_SUPPLIED MATERIAL_:

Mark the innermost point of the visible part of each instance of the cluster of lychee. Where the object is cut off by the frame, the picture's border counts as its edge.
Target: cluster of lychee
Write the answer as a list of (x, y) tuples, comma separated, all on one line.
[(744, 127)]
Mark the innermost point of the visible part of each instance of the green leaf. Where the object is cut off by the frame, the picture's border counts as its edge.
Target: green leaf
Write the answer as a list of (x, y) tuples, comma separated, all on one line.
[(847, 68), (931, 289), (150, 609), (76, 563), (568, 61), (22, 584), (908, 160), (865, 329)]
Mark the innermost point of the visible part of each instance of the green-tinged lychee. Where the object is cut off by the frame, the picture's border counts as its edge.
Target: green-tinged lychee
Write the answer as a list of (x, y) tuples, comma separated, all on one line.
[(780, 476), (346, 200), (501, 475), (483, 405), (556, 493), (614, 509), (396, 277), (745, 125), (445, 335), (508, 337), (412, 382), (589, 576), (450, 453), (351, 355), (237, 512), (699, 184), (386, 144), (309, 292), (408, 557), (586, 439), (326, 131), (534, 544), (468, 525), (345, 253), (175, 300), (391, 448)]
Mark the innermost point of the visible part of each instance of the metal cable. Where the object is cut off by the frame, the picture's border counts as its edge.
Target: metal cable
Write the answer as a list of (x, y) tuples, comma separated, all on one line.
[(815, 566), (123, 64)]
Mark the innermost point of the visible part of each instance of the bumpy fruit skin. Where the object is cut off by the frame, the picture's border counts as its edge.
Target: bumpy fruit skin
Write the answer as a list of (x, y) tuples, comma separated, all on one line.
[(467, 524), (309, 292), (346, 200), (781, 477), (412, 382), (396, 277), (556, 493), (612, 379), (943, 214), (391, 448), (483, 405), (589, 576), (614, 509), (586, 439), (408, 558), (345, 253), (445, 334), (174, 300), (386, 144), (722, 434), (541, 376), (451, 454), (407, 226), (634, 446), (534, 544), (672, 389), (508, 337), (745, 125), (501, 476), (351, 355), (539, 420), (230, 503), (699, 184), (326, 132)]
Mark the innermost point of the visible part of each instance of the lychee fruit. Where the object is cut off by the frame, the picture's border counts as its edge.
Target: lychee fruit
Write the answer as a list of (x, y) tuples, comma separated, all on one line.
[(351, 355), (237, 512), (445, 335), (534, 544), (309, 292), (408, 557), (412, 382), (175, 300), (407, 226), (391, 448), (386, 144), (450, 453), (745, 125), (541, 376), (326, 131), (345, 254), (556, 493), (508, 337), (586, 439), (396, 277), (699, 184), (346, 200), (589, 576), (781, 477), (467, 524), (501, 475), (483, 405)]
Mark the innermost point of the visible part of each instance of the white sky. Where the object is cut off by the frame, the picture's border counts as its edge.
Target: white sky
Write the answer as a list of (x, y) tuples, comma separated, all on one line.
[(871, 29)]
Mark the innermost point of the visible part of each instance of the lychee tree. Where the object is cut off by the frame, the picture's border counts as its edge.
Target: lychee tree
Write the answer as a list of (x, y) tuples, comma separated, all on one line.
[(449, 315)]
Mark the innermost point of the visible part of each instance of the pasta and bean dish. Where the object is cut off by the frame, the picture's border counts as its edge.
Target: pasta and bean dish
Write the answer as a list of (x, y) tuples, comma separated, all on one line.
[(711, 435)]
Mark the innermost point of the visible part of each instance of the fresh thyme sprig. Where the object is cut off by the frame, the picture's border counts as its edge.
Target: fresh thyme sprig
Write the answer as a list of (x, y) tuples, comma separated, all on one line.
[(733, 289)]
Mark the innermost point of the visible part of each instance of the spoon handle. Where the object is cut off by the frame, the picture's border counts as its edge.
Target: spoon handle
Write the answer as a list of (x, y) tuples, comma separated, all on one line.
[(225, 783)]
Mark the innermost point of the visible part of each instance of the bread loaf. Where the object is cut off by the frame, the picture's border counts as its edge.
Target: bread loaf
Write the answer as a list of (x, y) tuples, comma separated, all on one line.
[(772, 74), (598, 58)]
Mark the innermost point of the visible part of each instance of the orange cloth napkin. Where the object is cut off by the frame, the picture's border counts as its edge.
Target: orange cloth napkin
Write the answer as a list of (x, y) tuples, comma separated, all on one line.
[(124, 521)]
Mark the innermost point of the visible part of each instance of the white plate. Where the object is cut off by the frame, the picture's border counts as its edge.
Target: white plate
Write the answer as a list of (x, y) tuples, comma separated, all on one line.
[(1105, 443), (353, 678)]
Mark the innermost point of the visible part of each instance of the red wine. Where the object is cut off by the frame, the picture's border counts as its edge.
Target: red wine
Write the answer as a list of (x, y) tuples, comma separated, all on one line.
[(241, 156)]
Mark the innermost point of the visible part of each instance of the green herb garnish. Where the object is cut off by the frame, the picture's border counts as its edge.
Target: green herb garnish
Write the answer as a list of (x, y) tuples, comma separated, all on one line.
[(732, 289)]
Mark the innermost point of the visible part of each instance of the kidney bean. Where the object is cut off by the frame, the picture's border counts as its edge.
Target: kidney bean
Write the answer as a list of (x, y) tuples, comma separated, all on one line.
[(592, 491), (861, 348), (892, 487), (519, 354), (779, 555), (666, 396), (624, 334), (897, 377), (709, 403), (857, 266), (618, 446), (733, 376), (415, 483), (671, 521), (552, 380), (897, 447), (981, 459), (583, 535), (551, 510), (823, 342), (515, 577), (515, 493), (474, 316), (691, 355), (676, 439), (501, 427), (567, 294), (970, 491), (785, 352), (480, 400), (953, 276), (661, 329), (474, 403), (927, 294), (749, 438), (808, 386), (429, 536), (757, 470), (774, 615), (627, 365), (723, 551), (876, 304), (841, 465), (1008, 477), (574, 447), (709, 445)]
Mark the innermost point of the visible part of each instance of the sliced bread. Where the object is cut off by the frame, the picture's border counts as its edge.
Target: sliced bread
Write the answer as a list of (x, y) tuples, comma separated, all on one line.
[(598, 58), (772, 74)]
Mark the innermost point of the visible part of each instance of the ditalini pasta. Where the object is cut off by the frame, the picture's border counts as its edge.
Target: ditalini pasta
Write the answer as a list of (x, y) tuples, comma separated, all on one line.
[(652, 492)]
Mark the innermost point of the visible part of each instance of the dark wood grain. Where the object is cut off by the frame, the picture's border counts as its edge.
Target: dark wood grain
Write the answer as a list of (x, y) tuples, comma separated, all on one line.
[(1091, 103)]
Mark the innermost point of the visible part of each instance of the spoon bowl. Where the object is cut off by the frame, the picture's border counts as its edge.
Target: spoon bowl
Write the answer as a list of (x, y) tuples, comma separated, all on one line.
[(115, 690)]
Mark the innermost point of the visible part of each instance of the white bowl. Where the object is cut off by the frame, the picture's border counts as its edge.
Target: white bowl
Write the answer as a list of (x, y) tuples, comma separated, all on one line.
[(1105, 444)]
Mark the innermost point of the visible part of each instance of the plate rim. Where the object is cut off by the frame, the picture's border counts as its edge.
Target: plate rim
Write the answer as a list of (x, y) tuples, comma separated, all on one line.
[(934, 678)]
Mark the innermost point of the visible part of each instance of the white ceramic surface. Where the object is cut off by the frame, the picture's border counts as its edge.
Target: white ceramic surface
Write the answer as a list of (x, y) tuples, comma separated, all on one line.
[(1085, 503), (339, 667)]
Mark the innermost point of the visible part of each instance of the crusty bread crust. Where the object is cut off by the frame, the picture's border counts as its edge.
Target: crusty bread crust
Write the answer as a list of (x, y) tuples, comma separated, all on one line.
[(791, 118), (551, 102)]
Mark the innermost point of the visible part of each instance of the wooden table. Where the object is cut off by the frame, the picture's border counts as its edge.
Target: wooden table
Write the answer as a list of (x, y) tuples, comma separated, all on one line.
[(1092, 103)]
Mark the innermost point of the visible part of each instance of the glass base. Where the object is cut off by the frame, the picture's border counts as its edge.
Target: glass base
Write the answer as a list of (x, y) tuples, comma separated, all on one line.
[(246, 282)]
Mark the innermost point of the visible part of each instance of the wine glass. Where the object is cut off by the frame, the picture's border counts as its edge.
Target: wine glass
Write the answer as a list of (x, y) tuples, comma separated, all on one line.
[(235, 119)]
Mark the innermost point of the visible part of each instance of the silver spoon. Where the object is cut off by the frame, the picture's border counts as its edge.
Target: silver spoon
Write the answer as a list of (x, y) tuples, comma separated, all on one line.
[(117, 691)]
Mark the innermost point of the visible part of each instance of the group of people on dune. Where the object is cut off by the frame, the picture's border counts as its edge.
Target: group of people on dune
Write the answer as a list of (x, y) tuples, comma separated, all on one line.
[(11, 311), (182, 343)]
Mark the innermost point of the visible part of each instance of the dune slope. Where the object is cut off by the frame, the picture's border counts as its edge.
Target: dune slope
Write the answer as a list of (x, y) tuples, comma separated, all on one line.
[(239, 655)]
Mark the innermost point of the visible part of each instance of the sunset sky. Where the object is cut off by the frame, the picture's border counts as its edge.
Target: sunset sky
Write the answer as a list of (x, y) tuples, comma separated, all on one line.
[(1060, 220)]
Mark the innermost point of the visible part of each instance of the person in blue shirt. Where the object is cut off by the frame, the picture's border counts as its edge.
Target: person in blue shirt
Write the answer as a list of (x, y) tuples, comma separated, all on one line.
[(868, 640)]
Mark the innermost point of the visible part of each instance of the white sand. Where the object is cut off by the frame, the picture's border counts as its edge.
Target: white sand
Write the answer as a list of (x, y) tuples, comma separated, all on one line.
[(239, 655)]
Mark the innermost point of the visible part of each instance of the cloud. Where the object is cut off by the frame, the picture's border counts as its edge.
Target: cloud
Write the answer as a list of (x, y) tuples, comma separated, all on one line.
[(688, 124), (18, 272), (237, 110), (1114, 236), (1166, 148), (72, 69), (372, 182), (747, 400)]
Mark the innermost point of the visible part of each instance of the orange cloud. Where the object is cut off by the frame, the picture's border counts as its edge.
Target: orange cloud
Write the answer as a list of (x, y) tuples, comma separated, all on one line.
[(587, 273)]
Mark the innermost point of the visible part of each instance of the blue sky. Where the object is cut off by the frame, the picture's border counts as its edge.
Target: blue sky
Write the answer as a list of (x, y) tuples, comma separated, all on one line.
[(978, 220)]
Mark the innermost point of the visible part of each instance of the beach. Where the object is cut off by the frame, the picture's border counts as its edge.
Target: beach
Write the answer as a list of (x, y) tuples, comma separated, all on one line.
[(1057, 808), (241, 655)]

_INSTRUCTIONS TO FOLLOW_:
Copy the records word for word from their first line, and stop after the line that contains "184), (326, 132)]".

_THE COMPLETED TASK_:
Mark the innermost point of the visible part of each instance of the cluster of lychee. Where the object is cut off by the frame, the picture's border counts as its edge.
Target: cluster of lychee
Write the answer as a list of (x, y) tuples, comma separated, all on one line.
[(744, 127)]
Mark the innermost point of the visible part of each instance of the green leaf. Where the object is cut off by the frame, the picture's border counts as its edge.
Target: green leaf
Write the answer as a list of (x, y) tuples, comma separated, all on one line.
[(847, 68), (931, 289), (150, 609), (76, 563), (568, 61), (22, 584), (908, 160), (865, 329)]
Mark the innermost point of the visible part of each instance of the green-tinged lychee. Where the object is cut off by the frame, the picture's border counts as its edge.
Target: green-tinged lychee
Write the answer as a list of (x, y) tuples, comma separated, all on one line.
[(780, 476), (346, 200), (501, 475), (483, 405), (556, 493), (614, 509), (396, 277), (745, 125), (445, 335), (508, 337), (412, 382), (589, 576), (450, 453), (351, 355), (237, 512), (699, 184), (386, 144), (309, 292), (408, 557), (586, 439), (326, 131), (534, 544), (468, 525), (345, 253), (175, 300), (391, 448)]
Mark the innermost point of the visible part of each instance of the metal cable. Where the object is cut off by the frame, the picture's border counts as its edge.
Target: metal cable
Write the answer as a list of (x, y) tuples, comma separated, all on one line.
[(815, 566), (123, 64)]
Mark the innermost point of the visible part of each instance of the bumpy fruit skin. Where the object is cut off by the frame, the picture's border counts as its edge.
Target: bumpy fruit skin
Write the answer as a list of (x, y) tuples, comma separated, all on one line.
[(467, 524), (309, 292), (346, 200), (781, 477), (412, 382), (396, 277), (556, 493), (612, 379), (943, 214), (391, 448), (483, 405), (589, 576), (614, 509), (586, 439), (408, 558), (345, 253), (445, 334), (174, 300), (386, 144), (722, 434), (541, 376), (451, 454), (407, 226), (634, 446), (534, 544), (672, 389), (508, 337), (745, 125), (501, 476), (351, 355), (539, 420), (230, 503), (699, 184), (326, 132)]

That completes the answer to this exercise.